# Job:
Render the part of the material that opens with the line containing "Target: red apple" and runs through the end of the material as a JSON list of strings, with one string per line and blank lines omitted.
####################
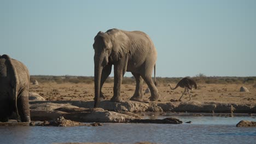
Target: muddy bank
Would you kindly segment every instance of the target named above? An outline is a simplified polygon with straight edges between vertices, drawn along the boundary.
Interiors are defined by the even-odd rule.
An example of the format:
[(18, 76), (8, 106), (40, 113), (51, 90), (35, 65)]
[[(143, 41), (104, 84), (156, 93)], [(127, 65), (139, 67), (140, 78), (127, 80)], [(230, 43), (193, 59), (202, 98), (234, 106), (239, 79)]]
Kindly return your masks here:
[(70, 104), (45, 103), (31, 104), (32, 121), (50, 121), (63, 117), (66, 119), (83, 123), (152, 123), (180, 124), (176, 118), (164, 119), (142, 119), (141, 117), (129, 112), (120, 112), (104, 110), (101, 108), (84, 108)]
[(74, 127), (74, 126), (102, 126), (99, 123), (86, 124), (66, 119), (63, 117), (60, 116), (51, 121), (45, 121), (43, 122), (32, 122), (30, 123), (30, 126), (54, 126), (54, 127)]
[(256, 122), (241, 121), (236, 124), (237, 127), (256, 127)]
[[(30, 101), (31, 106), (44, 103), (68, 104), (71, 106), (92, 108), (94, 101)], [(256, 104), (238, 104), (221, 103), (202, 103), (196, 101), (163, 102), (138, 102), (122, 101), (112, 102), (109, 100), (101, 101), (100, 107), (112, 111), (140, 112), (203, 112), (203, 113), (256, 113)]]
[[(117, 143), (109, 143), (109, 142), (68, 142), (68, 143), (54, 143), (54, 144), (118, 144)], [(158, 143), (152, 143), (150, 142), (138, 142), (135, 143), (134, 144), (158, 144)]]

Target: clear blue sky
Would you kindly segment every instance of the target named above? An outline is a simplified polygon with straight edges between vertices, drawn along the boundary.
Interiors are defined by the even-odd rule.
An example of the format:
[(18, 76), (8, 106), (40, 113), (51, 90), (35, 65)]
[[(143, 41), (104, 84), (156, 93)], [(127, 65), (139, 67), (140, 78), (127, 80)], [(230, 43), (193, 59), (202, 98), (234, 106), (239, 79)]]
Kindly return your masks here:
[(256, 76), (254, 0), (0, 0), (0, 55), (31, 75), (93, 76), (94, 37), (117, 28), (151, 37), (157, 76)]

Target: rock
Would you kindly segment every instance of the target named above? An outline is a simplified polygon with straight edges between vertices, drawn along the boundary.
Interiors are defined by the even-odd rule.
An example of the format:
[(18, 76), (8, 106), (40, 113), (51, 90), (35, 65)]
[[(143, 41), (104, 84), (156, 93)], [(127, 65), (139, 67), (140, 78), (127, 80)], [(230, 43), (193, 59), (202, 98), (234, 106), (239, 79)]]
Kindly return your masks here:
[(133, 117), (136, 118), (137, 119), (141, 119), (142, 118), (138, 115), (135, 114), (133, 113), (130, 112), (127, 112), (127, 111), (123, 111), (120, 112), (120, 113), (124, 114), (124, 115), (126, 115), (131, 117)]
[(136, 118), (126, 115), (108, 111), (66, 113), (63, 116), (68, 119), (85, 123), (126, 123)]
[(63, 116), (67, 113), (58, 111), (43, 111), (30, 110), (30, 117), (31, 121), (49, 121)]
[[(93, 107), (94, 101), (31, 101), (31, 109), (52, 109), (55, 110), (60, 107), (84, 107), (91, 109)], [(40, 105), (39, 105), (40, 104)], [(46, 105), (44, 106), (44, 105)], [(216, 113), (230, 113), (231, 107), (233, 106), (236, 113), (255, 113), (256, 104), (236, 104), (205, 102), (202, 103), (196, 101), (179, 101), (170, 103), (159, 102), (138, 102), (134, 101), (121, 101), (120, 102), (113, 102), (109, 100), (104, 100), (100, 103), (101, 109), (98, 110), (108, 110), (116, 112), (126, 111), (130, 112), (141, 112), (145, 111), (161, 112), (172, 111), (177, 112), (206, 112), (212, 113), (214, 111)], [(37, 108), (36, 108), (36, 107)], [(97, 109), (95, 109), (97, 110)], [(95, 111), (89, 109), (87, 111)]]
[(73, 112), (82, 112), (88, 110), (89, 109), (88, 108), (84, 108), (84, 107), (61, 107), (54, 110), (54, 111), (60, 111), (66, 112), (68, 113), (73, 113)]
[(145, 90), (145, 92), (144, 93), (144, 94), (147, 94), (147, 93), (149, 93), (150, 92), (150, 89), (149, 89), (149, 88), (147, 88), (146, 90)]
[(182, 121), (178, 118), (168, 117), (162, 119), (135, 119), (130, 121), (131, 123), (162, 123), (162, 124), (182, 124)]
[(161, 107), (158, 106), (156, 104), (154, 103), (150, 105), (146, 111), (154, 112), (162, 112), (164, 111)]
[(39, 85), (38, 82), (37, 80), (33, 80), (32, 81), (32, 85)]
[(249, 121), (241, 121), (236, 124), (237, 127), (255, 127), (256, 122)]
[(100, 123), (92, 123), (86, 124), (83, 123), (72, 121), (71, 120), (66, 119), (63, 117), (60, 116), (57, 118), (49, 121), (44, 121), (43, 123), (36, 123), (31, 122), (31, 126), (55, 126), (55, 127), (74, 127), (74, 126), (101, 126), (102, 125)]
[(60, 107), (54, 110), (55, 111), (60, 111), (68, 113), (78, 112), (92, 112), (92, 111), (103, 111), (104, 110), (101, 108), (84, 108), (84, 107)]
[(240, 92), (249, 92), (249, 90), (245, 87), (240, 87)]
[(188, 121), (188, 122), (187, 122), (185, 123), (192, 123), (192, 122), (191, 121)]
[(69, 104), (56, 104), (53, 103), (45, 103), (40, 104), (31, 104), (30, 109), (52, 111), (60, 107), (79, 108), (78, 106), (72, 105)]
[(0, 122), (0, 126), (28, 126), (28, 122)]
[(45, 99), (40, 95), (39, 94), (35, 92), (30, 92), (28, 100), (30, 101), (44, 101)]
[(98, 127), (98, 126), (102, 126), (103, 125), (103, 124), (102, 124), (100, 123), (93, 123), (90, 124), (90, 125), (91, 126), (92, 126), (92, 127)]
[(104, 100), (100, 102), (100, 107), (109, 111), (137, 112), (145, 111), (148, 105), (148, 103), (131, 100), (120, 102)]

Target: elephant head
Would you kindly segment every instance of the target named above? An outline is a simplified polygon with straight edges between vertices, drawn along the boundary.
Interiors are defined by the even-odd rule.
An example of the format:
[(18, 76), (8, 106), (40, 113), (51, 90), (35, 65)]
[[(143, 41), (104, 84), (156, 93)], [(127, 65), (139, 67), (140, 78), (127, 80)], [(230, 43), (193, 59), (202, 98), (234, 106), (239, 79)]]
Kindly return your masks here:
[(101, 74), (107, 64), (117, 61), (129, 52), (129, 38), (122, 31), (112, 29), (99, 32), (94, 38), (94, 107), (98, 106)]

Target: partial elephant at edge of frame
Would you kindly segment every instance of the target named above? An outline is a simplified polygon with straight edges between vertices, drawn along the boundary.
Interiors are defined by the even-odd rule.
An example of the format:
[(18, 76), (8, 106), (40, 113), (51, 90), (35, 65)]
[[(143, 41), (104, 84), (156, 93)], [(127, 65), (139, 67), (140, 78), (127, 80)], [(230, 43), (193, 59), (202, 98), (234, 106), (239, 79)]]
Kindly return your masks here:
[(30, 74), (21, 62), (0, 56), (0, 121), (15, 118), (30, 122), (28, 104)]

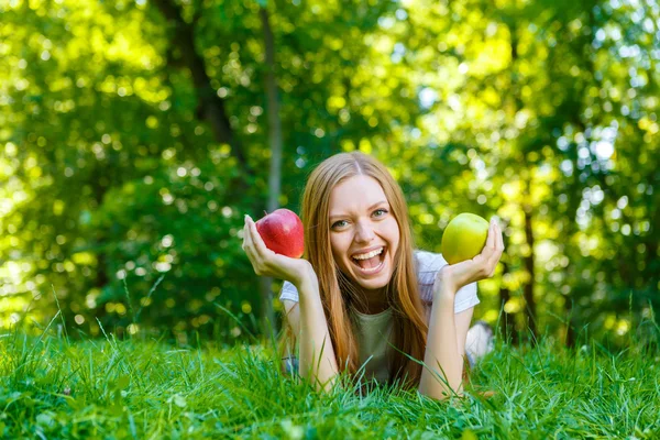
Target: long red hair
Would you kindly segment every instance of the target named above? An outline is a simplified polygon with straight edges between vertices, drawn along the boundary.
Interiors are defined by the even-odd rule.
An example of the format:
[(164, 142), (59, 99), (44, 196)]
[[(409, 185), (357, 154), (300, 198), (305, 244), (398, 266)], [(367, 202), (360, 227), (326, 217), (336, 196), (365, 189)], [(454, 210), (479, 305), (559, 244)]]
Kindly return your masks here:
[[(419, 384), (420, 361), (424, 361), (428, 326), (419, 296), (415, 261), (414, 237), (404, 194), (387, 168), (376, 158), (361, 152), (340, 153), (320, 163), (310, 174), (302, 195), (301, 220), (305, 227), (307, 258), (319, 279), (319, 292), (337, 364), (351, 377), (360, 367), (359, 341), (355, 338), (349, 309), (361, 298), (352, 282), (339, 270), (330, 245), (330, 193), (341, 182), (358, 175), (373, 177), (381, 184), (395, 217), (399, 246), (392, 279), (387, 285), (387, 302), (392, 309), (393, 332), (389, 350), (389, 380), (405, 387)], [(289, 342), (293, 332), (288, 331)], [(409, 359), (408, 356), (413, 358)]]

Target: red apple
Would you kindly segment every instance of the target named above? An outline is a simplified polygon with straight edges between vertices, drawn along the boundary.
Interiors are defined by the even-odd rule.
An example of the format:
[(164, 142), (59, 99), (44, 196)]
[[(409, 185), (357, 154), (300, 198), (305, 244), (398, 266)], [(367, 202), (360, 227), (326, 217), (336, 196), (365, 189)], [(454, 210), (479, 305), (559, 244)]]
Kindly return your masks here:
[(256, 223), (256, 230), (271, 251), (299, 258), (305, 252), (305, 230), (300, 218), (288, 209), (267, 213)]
####################
# The solution:
[
  "Target: red apple",
  "Would you kindly segment every instance of the target named above? An outline is a simplified polygon with straight edges between vertices, drawn along the boundary.",
  "Interiors are defined by the even-odd rule.",
  "An example of the format:",
  "[(164, 142), (59, 99), (44, 196)]",
  "[[(409, 185), (357, 154), (300, 198), (305, 244), (398, 266)], [(367, 202), (360, 227), (326, 217), (336, 196), (365, 189)], [(454, 210), (479, 305), (559, 244)]]",
  "Kindly return your masks here:",
  "[(256, 223), (256, 230), (271, 251), (299, 258), (305, 252), (305, 230), (300, 218), (288, 209), (267, 213)]"
]